* [Work instruction]:
Please answer these questions from the essay about ICE:
(a) How many cases of citizens detained by ICE did the October 2025 ProPublica report find?
(b) Who was shot in the head with a pepper ball while quoting Jesus to ICE officers?
(c) Following what events was ICE established?

* [Extract]:
Very few of those targeted by ICE are criminals. ICE victims include not only undocumented immigrants, but also legal residents and U.S. citizens. It is difficult to determine how many people have been illegally detained, but an October 2025 ProPublica report found at least 170 cases of citizens detained by ICE. More than 20 of those were held for more than a day without access to a lawyer, a phone, or the ability to notify their families. ProPublica reports that citizens have been “dragged, tackled, beaten, tased, and shot by immigration agents. They’ve had their necks kneeled on. They’ve been held outside in the rain while in their underwear.” In spite of what the government claims, this level of violence and aggression is unwarranted and unconstitutional.

The Constitution guarantees the right of due process for all people, not just citizens. There is no requirement to prove you are a citizen to a government agent before you are afforded your constitutional rights. 

The First Amendment also gives everyone the right of free speech, the right to assemble, and the right to speak out against an unreasonable government. In other words, the right to protest.

And yet, non-violent protesters have been harassed, tear gassed, shot with pepper balls, violently yanked from their vehicles, and thrown to the ground. Many, like Reverend David Black of Chicago who was shot in the head with a pepper ball as he was quoting Jesus to ICE officers,  have been shot at point-blank range with ‘nonlethal’ projectiles, a practice that is extremely dangerous, and that has been responsible for the maiming of thousands of protesters — and the deaths of dozens — in the last five years. 

People are also being detained and questioned without probable cause. Last year, the Supreme Court, in an opinion written by Justice Kavanaugh, ruled that people could be questioned and detained merely by their looks, the way they speak, or their perceived ethnicity. This ruling gives ICE the authority to go after people that don’t look or sound ‘American enough’. J.D. Vance now says agents will be going door to door demanding proof of citizenship and information about their neighbors, another clear violation of the Fourth Amendment. 

Is any of this making us more safe?

Multiple studies show that immigrants, both documented and undocumented, commit far fewer crimes than U.S.-born citizens. In fact, an influx of immigrants often lowers the crime rate in a community. The myth that immigrants make communities less safe is a lie.

So, then, what is the point of federal agents patrolling the streets, disappearing people, violently confronting peaceful protesters, and detaining people in deplorable conditions? 

It certainly isn’t making America safe. 

The point of all this violence is the same today as it was in the days of the slave patrols. To make us afraid to speak out, afraid to protest, afraid to act in solidarity, and afraid to demand an end to the violence. 

We are told that violence is necessary to keep us safe. But we know better. And we are not afraid.

Ask Renée Good’s family; ask the families of the others who have died at the hands of ICE; ask the hundreds who have been assaulted, beaten, pepper sprayed, and detained by the government if the violence is making us safe. 

ICE was established to make us safer following the terrorist attacks of September 11, 2001. 

They have failed in that mission.

Abolish ICE.

Postscript: I wrote this essay before VA ICU nurse Alex Pretti was beaten and killed by ICE agents in Minneapolis. Since Keith Porter was killed by an off-duty ICE agent on New Year’s Eve, ICE has already killed at least eight others. Thousands of others have been injured, abducted, and held in deplorable conditions. (https://www.theguardian.com/us-news/2026/jan/28/deaths-ice-2026-


Ted Miller grew up around the world but now lives in Richland with his wife. He’s a runner, actor, singer, nuclear engineer, and graduate of the U.S. Naval Academy.

Ted believes that if more people worked toward love and understanding instead of giving in to fear and divisiveness, the world would be a better place.

* [Data excerpts]:
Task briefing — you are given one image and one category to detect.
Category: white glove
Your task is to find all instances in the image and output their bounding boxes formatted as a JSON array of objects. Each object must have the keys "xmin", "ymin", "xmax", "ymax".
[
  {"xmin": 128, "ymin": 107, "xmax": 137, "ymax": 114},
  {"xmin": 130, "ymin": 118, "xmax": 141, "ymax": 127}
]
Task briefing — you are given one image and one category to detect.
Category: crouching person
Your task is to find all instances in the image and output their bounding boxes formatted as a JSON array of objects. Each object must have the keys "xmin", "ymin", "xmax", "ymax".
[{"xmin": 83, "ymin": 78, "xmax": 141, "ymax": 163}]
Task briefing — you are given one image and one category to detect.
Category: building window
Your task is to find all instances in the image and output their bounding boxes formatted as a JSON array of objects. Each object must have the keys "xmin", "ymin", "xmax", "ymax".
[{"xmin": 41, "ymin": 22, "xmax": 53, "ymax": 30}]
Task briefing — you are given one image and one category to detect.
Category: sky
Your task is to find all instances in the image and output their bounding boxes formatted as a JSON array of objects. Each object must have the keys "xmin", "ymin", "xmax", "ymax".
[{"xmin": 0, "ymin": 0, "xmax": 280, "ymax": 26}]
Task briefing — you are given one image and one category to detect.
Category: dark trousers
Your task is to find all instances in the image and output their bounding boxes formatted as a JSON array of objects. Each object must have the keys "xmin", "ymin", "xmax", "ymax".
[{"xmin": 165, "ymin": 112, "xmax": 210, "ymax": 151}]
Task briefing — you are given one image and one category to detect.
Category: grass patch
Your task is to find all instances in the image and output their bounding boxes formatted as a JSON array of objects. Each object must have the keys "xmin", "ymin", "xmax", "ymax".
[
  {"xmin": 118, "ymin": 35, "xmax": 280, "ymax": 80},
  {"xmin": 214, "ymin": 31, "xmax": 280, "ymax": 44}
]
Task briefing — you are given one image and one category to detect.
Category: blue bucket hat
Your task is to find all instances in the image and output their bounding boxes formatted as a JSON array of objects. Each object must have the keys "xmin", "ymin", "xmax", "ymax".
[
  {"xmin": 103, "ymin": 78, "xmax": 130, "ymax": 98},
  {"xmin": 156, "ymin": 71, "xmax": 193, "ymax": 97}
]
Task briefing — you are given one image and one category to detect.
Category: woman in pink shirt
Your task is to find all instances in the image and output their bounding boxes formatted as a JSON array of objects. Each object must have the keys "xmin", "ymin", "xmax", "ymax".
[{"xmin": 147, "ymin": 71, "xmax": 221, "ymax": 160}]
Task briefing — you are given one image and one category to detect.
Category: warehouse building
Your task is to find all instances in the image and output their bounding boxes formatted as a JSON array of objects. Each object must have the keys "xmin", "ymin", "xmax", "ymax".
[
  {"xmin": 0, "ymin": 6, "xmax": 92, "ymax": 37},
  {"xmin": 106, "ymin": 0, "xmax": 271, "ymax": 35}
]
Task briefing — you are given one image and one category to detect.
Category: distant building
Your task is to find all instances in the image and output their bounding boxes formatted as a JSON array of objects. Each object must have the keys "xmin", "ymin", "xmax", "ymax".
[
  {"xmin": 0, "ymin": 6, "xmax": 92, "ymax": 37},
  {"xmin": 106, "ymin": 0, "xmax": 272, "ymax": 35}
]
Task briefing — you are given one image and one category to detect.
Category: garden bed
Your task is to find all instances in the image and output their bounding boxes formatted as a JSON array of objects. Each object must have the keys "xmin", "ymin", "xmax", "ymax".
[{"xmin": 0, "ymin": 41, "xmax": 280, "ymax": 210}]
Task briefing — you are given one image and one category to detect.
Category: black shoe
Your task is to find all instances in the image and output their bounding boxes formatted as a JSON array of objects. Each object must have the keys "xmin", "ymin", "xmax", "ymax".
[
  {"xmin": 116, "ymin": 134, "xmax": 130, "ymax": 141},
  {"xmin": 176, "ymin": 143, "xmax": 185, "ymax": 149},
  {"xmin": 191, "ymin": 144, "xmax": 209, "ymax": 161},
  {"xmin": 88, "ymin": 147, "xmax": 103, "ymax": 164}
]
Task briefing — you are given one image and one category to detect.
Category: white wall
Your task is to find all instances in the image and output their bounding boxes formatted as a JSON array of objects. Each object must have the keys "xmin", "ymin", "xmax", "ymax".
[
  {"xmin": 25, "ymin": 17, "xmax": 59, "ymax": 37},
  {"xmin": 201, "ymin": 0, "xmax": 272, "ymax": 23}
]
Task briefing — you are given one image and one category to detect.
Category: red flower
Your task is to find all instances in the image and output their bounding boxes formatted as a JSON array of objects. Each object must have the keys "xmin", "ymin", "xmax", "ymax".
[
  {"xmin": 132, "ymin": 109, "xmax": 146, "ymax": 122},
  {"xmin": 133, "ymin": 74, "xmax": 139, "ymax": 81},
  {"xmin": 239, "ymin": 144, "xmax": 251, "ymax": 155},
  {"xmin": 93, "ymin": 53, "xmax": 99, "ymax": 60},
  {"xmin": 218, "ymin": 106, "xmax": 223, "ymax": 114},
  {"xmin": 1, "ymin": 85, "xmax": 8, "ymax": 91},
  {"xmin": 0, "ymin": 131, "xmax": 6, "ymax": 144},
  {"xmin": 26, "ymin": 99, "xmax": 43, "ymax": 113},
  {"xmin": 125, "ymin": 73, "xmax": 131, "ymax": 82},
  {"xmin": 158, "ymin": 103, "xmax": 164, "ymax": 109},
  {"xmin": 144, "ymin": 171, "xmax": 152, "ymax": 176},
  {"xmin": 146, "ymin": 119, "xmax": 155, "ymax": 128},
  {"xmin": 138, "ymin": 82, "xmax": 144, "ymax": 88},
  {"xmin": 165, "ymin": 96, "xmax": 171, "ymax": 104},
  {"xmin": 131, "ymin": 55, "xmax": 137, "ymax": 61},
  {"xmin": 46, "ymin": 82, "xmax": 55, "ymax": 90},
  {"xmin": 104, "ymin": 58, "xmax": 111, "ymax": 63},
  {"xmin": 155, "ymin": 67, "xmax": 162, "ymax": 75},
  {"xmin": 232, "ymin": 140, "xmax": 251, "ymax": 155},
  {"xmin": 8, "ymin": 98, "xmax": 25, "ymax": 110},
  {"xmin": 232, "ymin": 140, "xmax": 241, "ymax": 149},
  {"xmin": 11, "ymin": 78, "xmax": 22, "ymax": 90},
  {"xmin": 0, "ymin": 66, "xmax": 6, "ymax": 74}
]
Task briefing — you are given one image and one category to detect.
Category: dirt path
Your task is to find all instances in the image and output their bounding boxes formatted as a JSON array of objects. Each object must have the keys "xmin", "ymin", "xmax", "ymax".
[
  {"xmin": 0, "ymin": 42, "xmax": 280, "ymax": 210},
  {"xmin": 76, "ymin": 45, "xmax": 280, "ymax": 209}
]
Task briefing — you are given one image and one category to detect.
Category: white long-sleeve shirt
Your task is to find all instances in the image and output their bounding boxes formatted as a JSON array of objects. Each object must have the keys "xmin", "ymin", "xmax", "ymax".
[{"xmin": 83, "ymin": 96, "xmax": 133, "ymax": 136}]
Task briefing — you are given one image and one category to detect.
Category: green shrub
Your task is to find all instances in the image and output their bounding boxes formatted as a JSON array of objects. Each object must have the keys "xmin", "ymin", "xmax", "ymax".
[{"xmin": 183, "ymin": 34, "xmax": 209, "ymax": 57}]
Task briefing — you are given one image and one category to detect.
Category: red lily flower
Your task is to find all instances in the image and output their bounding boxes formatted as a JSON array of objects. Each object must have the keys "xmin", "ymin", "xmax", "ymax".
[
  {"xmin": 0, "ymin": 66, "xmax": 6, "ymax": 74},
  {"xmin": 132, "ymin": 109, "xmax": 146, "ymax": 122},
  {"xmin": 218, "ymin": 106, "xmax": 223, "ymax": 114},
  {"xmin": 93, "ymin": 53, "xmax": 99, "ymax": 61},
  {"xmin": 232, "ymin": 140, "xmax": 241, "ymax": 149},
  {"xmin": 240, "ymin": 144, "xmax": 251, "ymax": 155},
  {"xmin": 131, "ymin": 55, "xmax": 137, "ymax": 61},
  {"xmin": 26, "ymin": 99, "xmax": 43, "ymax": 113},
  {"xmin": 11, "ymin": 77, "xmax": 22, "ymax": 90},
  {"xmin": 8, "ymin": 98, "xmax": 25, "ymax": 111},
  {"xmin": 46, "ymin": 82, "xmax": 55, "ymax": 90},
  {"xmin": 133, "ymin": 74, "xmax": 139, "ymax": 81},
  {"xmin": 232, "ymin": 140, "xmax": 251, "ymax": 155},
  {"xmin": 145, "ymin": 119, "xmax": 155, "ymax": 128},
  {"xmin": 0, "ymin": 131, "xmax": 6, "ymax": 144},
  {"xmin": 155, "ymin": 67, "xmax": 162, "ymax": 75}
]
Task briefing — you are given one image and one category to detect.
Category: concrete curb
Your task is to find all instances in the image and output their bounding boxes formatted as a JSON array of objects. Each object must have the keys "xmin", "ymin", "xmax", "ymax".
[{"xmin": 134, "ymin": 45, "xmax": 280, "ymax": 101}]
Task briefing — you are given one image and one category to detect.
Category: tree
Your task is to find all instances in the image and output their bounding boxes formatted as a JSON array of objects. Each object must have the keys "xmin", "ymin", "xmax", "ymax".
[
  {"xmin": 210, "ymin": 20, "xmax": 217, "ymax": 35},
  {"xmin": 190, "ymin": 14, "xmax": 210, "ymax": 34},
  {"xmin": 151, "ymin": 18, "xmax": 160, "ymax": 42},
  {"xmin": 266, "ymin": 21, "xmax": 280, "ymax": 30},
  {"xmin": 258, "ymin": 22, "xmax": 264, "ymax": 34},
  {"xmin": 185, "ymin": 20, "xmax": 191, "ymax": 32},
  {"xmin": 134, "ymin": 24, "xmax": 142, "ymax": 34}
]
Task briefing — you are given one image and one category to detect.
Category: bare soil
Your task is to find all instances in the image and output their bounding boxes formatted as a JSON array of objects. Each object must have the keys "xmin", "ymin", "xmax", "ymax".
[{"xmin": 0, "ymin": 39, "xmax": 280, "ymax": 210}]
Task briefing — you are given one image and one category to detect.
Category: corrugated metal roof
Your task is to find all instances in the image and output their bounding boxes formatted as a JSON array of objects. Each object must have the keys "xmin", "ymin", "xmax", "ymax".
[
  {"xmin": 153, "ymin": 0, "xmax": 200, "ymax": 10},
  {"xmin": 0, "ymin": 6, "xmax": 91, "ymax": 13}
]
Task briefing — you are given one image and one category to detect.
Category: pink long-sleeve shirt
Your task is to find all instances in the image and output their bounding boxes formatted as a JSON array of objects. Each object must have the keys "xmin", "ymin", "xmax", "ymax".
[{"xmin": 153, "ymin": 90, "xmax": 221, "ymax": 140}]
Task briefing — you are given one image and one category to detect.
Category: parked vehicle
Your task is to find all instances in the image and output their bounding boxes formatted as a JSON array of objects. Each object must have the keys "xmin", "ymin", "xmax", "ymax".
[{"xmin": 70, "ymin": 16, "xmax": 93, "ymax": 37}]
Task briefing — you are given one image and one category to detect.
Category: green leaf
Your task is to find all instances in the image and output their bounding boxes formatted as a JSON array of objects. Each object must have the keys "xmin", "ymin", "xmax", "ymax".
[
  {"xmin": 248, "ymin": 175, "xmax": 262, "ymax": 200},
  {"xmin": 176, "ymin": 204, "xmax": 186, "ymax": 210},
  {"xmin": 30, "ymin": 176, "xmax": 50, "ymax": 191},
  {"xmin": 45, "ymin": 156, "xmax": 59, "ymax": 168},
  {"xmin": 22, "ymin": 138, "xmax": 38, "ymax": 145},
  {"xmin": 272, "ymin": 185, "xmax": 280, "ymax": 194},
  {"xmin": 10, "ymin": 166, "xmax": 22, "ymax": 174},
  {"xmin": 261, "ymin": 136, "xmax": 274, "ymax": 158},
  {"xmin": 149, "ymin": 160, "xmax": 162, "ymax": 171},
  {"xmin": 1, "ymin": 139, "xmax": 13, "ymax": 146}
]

* [Result of the exercise]:
(a) At least 170.
(b) Reverend David Black of Chicago.
(c) The terrorist attacks of September 11, 2001.